— REQUIRED ACTIONS —
A) According to the text about washing clothes, roughly how many hours has the writer worn the jeans bought a year ago?
B) Reproduce the part of the text about washing clothes starting with "It is my opinion" and going on through "fabrics that disintegrate.".
C) List every specific piece of clothing that the text about washing clothes says has never been washed.

— TEXT FOR ANALYSIS —
I am not seeking to change myself through a new found spirituality, however, if anything can help me achieve a more emotionally fulfilled state, then it is most welcome and worth investigation.

There are a few homes I know where someone in the house sits on the sofa for upwards of six hours per day, in the same seat, watching television. I sit in this very chair for eight hours per day sometimes. Neither the sofas nor this chair gets washed. The point I wish to make is that I don’t find it necessary to wash clothes often; my skin comes into contact with furnishings around my house, these furnishings are not considered to be dirty, so they don’t get washed, yet conversely my clothes would be considered dirty by some people’s standards.

I have many items of clothing I have never washed. I have some jeans I bought a year ago I have never washed. I think I’ve worn them upwards of 600 hours – at least 70 days of wear. All I do is air them once in a while. The reason I don’t wash them is not because I am lazy or am trying to save the planet; it’s because washing them would destroy the style and they would begin to fade.

I have a velvet jacket I wear out clubbing sometimes so I know it has got sweaty before. I have never washed it in 10 years; it is from the 1940′s. I expect it has never been washed in its life, and if it were to be washed it would fall apart.

None of my coats have ever been washed, and they come into contact with unsavoury germs whenever I sit down on a bus or tube.

It is my opinion that washing machines plus detergents destroy clothes. Most clothes bought from Topshop or H&M only have three washes in them before the cotton goes bobbley and the fast-fashion becomes unwearable. Before I buy something I always look at the label to see what it’s made of; I won’t buy clothes made of fabrics that disintegrate.

I have a lot of good quality clothes I’ve had for more than ten years. My clothes seem to last a ridiculously long time in comparison to other people’s. I rarely wear out anything, and will repair clothes that get tears in them. While I think a few factors are at play, I think the main reason is that I don’t wash my clothes very often and only use washing machines infrequently. Plus, if it is an item of clothing I particularly like, it never goes in the machine, it gets handwashed.

Let me give you an example of how washing machines destroy clothes. I have some jeans that are light green in colour which I hand washed earlier this week. The thing I hate most about handwashing clothes is rinsing them out, and while washing the jeans I had a brain wave. I decided to put them in the machine just for a rinse. Well, I put them into rinse and then I had to go and teach. When I came back for them I realised to my horror that someone else had put their stuff in with my jeans and had washed them. (Surely everyone knows that you check the washer for socks etc before you put your own stuff in!)

[Data extracted from a collection]
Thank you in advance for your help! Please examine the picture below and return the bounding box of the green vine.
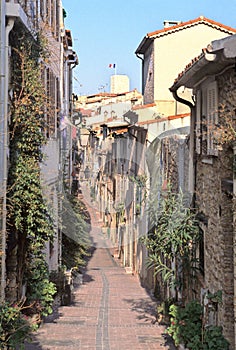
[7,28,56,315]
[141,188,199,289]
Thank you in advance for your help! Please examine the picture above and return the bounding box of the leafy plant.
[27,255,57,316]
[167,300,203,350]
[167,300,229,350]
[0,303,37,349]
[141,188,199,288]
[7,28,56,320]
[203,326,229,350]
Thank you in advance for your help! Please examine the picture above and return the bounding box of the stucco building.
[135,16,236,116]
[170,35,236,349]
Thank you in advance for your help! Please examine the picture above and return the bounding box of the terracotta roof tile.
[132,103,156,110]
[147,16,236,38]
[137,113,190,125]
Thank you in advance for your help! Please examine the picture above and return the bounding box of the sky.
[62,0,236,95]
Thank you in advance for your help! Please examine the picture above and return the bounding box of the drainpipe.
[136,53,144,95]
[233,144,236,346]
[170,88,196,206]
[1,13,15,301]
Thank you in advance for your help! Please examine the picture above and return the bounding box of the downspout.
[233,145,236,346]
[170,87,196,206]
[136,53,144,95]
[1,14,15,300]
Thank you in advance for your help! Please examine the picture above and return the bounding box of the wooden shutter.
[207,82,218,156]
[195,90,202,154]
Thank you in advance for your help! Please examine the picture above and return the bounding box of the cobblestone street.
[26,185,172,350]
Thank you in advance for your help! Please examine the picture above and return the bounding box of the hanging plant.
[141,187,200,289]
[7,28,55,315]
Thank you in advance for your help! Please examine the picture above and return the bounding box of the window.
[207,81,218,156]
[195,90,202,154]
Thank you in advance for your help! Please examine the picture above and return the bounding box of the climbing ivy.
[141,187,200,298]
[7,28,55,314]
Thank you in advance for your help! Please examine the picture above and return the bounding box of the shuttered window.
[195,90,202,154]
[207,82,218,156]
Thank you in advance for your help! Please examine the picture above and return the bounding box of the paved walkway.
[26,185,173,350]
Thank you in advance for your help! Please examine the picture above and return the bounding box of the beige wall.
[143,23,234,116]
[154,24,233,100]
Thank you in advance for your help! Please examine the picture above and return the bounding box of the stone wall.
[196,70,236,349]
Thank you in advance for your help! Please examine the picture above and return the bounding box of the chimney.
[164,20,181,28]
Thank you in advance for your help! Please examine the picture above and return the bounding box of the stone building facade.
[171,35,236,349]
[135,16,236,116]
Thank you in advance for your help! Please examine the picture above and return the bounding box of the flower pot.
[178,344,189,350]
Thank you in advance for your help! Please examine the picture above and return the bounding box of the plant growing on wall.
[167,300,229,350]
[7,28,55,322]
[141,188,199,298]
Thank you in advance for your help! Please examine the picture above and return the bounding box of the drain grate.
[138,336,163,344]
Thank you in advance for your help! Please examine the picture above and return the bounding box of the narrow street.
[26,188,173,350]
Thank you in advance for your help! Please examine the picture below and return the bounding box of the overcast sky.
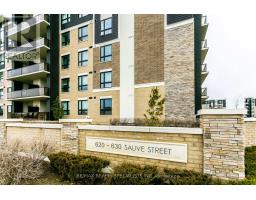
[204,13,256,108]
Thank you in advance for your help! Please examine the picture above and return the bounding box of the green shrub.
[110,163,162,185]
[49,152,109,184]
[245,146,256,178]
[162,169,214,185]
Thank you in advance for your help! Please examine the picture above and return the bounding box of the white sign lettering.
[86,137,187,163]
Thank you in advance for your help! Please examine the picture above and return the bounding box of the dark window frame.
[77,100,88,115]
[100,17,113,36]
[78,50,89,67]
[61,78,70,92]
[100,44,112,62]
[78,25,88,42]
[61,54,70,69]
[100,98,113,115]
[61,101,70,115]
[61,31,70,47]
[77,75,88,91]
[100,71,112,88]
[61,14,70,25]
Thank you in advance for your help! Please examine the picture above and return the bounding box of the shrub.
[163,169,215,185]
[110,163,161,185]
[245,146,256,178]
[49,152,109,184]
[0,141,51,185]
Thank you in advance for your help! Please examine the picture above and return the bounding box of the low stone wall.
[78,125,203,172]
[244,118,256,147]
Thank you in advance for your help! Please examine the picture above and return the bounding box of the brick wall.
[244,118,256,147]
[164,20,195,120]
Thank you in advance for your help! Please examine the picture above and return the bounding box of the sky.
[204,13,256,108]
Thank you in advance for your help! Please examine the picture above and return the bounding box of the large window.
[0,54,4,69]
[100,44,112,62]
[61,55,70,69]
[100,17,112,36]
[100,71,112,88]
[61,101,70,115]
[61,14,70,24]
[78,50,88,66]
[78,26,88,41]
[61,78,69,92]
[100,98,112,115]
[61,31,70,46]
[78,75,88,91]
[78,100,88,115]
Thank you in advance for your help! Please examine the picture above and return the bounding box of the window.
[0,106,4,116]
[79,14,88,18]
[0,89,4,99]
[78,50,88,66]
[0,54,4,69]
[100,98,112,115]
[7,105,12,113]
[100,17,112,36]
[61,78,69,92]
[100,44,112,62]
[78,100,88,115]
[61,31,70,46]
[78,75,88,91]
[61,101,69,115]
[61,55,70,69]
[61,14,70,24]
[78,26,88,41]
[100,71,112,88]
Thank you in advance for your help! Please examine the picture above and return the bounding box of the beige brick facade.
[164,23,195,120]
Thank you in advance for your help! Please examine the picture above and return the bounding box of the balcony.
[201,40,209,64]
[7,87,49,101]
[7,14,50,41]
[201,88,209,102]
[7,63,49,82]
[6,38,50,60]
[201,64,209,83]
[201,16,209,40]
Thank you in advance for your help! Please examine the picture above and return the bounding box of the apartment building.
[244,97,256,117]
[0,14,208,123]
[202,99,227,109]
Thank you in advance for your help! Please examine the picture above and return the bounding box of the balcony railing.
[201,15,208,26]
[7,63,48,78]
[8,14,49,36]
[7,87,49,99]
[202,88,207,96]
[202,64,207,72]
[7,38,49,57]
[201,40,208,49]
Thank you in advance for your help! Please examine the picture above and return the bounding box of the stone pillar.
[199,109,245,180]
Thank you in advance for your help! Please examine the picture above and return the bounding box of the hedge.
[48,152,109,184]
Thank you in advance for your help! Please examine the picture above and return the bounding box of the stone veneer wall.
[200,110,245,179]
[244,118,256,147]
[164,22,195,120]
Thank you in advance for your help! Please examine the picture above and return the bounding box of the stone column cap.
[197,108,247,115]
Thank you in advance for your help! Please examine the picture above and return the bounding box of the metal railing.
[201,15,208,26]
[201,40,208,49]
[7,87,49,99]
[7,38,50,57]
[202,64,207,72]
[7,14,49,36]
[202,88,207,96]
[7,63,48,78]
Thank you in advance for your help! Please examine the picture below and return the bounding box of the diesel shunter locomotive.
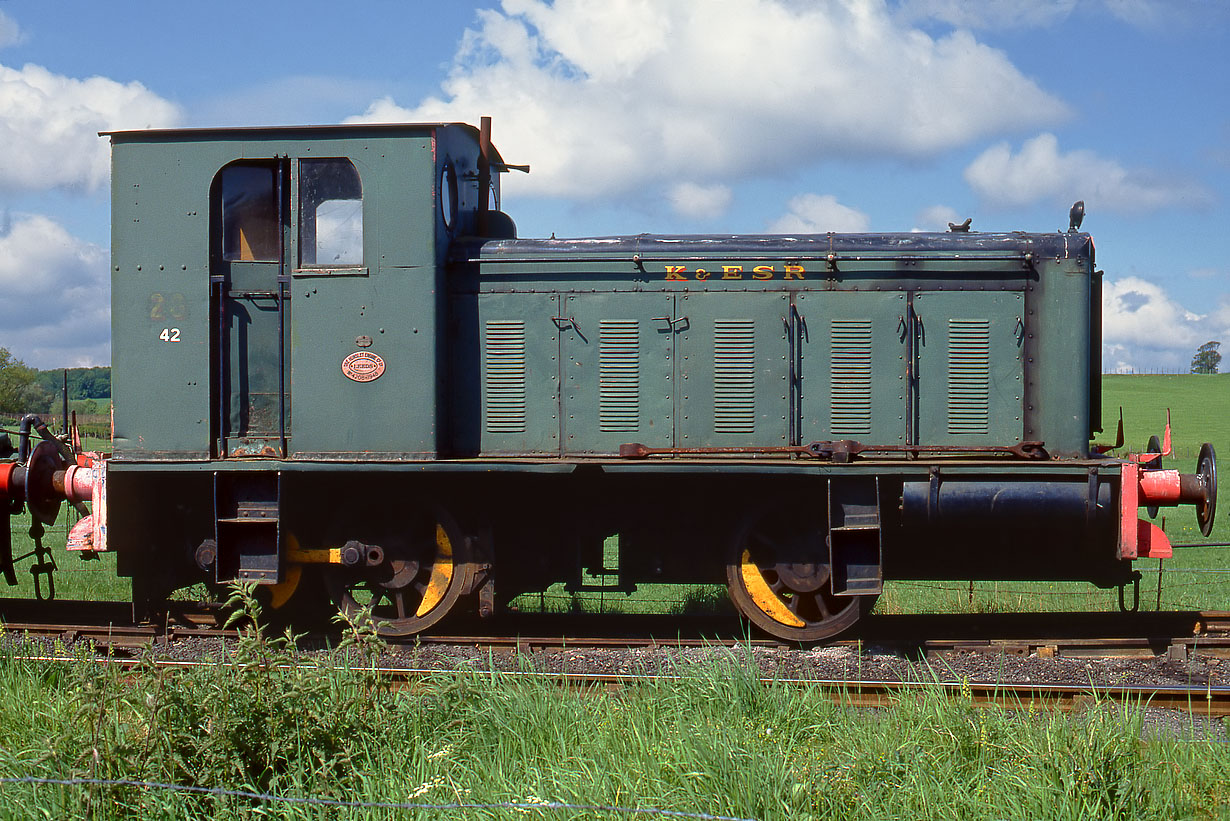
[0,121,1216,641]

...

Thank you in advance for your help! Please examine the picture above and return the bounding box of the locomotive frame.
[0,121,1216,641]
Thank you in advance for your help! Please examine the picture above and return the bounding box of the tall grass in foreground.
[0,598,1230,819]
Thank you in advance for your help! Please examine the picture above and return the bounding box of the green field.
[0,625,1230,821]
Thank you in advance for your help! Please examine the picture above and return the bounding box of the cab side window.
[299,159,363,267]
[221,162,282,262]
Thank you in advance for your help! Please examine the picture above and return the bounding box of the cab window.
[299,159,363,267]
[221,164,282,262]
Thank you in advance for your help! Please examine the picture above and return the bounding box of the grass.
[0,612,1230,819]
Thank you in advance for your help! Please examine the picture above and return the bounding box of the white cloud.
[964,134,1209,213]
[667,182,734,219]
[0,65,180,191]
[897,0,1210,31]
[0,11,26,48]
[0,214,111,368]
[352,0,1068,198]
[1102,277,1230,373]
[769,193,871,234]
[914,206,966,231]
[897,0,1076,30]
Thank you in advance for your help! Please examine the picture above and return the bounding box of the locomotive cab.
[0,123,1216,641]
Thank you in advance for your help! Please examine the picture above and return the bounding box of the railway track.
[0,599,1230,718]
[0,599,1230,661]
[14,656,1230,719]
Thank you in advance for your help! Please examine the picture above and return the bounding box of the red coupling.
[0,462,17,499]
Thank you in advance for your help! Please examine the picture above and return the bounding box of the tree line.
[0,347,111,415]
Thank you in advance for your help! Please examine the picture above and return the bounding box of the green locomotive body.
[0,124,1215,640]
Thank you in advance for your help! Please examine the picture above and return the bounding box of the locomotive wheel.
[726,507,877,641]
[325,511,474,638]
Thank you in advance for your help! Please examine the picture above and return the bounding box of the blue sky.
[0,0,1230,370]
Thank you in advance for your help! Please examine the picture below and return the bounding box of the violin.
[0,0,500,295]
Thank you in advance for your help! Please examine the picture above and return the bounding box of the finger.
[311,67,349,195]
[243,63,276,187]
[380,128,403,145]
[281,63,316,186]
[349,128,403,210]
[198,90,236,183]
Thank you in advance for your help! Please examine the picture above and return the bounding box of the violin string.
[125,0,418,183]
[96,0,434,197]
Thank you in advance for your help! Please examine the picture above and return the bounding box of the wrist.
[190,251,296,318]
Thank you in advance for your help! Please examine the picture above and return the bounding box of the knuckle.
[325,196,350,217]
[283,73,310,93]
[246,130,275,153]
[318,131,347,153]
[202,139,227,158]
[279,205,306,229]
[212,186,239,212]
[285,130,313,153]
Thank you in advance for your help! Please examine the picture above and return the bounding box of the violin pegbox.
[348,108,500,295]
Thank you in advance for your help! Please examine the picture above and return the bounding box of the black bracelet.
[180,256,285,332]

— ANSWERS BY TASK —
A) Upwards of 600 hours, or at least 70 days of wear.

B)
It is my opinion that washing machines plus detergents destroy clothes. Most clothes bought from Topshop or H&M only have three washes in them before the cotton goes bobbley and the fast-fashion becomes unwearable. Before I buy something I always look at the label to see what it’s made of; I won’t buy clothes made of fabrics that disintegrate.

C)
- The jeans bought a year ago
- The velvet jacket from the 1940s
- The writer's coats